Recorded data

+++

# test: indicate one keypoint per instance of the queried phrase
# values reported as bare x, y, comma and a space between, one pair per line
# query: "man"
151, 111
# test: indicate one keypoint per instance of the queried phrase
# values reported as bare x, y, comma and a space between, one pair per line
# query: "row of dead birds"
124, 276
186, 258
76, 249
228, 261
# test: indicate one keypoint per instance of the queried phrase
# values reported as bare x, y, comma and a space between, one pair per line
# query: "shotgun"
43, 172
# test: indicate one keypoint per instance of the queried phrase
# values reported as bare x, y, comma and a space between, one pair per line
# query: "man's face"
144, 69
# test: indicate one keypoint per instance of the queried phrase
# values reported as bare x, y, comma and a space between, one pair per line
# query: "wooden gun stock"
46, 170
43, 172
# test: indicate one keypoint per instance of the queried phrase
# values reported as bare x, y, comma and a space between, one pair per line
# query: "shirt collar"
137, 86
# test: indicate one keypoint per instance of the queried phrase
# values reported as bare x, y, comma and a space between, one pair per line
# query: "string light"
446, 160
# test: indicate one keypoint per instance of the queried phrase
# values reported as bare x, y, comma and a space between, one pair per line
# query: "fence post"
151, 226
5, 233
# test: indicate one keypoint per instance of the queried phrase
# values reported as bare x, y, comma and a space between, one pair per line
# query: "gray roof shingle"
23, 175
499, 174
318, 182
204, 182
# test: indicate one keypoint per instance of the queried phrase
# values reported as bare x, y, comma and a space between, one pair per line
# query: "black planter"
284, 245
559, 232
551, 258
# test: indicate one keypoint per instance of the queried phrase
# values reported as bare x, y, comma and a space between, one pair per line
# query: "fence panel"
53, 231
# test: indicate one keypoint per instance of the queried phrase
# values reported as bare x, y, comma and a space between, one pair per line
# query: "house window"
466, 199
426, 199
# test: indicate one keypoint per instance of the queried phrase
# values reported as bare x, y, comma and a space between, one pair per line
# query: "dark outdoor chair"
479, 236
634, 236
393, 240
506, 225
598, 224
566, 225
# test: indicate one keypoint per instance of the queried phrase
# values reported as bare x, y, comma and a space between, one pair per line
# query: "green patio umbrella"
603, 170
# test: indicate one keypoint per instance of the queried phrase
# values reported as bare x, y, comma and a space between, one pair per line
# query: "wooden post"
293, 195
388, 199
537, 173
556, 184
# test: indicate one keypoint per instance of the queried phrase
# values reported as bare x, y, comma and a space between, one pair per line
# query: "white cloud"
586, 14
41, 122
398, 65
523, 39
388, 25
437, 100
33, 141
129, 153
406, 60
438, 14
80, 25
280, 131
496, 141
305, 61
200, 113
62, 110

+++

▶ **SET EXERCISE**:
Locate each line in the rows above that contains the string "wooden" and copy those lines, treating uppercase and lowercase as distinct.

▶ **OUTPUT BELOW**:
# query: "wooden gun stock"
# query: "wooden post"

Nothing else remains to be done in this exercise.